PASSAGE PROVIDED section start

Regardless, this log-normal distribution is showing what kind of mixing precision we can expect to consistent get with this scheme, even when its working well. Both distributions had a sd(log) of ~0.5. The coefficients of variation were ~ 0.04.
What are the red lines you ask? Well, those are the idealized / hypothetical number of reads we should have gotten if we got all of the reads from the kit (130 million for the mid kit used in kit 1, and 400 million for the high kit used in kit 2) divided by the total number of samples. Clearly, the real life read numbers aren’t hitting that idealized number, which is as expected.
To frame it another way though, sure having read a sample with too much read-depth in inefficient, but what is arguably more annoying is if end up under-reading a sample because we were off in out estimates. What seems like a reasonable approach is to choose a target read-count that will ensure that ~95% of our log-normal distribution hits that minimum read-number needed to get interpretable data. Looking at these n = 2 results, it seems reasonable that we would want to give each sample ~ 5 to 10-fold more reads than one would expect based on idealized numbers.
Nidhi recently needed to design new reverse primers for making dual-indexed amplicons for Illumina sequencing, but this involved generating novel indexes that could be used with existing primer sets. Luckily, I had already asked Anh to create a script for such a purpose, so once I remembered that he had already done that, all I had to do was find it and implement it. It’s pretty neat, since it goes to a Google Sheet in the cloud (so not a local file), and extracts the existing indices so we know to avoid things similar to them. Since it was a pretty easy script to understand, I ended up making some tweaks to it: 1) Adding a user input function, rather than hard-coding the number of new indices needed into the script itself, 2) Having the script consider the forward and reverse sequences of the existing indices to avoid both, and 3) spitting out an identity matrix of the pairwise comparisons of the existing 10 nucleotide indices, so I can visually verify that none are really close in sequence.

PASSAGE PROVIDED section end
DATA EXTRACT section start

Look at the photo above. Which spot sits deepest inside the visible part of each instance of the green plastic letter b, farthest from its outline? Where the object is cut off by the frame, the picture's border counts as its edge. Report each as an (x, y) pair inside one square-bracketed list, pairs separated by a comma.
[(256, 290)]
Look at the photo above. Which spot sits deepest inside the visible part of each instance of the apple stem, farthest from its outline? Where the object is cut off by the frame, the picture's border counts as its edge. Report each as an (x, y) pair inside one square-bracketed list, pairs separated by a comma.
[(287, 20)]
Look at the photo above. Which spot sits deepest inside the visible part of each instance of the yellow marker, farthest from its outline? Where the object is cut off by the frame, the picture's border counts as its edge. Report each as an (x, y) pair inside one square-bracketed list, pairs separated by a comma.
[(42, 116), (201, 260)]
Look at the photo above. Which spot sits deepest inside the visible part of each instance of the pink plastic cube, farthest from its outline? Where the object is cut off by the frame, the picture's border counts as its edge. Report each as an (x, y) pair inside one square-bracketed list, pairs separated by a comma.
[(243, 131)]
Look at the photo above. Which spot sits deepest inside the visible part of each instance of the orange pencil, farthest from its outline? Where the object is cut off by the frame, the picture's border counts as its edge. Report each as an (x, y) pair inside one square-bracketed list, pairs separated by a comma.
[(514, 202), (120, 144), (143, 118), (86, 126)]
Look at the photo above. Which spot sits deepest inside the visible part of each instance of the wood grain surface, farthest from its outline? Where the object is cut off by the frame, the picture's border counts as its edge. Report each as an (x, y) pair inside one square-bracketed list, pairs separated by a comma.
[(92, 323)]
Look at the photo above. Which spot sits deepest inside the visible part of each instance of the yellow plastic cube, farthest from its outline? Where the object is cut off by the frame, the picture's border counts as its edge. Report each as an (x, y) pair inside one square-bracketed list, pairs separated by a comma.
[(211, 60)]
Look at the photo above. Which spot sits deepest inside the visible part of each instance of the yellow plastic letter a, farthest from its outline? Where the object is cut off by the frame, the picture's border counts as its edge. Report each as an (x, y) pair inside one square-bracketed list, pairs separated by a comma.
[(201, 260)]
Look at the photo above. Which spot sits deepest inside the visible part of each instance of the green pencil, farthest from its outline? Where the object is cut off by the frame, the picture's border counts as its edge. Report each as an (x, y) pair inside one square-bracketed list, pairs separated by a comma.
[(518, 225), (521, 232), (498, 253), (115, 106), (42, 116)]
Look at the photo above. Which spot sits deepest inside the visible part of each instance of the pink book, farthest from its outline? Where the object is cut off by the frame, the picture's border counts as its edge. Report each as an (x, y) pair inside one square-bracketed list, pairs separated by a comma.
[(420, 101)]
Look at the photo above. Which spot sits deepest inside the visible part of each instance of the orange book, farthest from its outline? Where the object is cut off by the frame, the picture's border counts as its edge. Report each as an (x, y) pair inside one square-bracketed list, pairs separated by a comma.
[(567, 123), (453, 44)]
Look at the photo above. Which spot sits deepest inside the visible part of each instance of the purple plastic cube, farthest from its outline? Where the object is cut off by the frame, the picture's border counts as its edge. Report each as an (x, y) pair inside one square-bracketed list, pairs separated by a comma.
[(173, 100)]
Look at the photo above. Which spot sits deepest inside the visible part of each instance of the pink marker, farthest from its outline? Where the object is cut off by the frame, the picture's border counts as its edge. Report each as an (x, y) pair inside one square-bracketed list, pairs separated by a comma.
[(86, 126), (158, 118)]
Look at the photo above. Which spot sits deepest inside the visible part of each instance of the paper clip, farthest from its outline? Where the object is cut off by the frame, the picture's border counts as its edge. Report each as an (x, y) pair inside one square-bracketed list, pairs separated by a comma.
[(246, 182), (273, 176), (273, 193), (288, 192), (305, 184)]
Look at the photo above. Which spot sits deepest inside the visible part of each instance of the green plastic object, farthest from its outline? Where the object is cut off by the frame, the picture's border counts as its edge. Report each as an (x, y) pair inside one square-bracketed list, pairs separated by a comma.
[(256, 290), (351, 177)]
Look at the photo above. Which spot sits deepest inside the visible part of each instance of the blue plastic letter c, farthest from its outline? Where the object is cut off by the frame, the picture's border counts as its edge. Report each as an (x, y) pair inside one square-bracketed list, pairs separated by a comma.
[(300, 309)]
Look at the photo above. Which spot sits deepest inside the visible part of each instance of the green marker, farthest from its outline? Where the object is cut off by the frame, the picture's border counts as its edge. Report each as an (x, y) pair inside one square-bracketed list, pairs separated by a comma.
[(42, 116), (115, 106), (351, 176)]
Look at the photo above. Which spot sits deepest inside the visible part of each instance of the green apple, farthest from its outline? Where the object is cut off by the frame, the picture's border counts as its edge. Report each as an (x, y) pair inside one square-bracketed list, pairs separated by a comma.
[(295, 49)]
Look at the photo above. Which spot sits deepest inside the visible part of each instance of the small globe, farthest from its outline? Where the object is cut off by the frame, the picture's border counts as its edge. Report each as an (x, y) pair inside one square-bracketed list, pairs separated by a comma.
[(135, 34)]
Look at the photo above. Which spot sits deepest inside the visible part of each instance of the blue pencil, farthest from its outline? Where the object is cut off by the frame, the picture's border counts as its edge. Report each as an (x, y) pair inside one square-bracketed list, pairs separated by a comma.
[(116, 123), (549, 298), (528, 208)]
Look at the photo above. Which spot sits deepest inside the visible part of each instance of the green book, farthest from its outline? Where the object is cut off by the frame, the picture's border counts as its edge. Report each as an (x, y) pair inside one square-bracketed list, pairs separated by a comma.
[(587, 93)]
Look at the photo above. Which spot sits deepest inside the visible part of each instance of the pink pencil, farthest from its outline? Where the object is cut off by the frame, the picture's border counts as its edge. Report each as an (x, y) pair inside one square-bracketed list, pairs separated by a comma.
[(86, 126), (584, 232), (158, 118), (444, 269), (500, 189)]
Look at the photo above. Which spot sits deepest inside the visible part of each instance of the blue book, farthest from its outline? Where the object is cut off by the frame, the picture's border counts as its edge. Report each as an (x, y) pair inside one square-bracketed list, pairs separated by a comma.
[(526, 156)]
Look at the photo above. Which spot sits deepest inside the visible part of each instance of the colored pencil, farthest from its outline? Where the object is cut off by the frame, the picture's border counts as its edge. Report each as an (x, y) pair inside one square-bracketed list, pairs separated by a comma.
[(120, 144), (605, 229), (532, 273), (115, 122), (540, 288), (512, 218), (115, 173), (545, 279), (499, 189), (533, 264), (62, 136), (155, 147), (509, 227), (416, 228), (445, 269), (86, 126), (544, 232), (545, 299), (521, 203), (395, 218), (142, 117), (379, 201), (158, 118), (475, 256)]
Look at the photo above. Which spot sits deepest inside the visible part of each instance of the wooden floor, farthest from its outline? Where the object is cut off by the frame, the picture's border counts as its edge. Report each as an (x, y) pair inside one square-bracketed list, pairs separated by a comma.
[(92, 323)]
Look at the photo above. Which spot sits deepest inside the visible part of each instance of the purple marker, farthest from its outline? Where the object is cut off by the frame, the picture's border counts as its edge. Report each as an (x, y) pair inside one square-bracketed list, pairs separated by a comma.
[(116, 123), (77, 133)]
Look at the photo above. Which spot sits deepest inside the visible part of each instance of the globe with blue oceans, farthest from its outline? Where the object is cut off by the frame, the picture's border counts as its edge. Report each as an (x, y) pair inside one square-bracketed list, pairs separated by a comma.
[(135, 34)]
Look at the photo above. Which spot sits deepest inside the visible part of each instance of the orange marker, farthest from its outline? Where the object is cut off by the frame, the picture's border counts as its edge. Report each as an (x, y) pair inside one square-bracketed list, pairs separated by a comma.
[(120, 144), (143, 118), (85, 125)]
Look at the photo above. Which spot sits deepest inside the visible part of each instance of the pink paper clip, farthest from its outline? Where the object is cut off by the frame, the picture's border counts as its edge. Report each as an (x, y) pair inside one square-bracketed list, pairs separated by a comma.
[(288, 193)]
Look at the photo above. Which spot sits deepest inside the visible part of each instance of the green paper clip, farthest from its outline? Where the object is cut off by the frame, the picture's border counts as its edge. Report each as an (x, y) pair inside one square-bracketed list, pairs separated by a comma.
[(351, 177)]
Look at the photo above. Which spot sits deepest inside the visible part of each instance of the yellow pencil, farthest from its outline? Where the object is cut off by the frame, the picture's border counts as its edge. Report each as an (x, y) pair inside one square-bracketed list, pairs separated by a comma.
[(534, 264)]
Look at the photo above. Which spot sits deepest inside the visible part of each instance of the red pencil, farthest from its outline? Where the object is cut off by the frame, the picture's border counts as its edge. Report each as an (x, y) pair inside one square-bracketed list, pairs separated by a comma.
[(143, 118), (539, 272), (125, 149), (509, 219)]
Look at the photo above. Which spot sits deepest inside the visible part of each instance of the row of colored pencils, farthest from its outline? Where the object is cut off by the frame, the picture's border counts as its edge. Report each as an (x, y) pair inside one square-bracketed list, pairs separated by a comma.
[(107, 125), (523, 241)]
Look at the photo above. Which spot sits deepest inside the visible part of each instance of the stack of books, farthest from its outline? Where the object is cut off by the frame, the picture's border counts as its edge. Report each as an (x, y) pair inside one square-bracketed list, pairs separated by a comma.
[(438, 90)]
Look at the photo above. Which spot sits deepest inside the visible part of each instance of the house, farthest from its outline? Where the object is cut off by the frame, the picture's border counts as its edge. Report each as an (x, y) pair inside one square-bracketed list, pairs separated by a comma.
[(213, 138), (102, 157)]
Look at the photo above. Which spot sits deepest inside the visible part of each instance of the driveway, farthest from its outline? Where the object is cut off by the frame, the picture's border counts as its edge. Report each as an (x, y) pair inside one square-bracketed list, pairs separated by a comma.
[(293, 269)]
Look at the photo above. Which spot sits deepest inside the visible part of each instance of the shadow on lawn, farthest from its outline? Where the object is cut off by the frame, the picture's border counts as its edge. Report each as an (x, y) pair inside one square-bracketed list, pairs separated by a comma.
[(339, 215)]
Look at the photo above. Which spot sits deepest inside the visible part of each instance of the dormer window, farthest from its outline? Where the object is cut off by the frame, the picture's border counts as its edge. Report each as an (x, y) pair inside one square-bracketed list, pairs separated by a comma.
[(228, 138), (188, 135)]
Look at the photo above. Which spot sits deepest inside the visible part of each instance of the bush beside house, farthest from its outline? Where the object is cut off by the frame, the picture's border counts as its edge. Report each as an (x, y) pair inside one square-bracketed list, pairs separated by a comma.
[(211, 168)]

DATA EXTRACT section end

HOW TO COMPLETE THIS TASK: The passage on sequencing reads and primer indexes describes changes the writer made to a script. List all of those changes.

ANSWER SECTION:
1. Adding a user input function, rather than hard-coding the number of new indices needed into the script itself
2. Having the script consider the forward and reverse sequences of the existing indices to avoid both
3. Spitting out an identity matrix of the pairwise comparisons of the existing 10-nucleotide indices, to visually verify that none are really close in sequence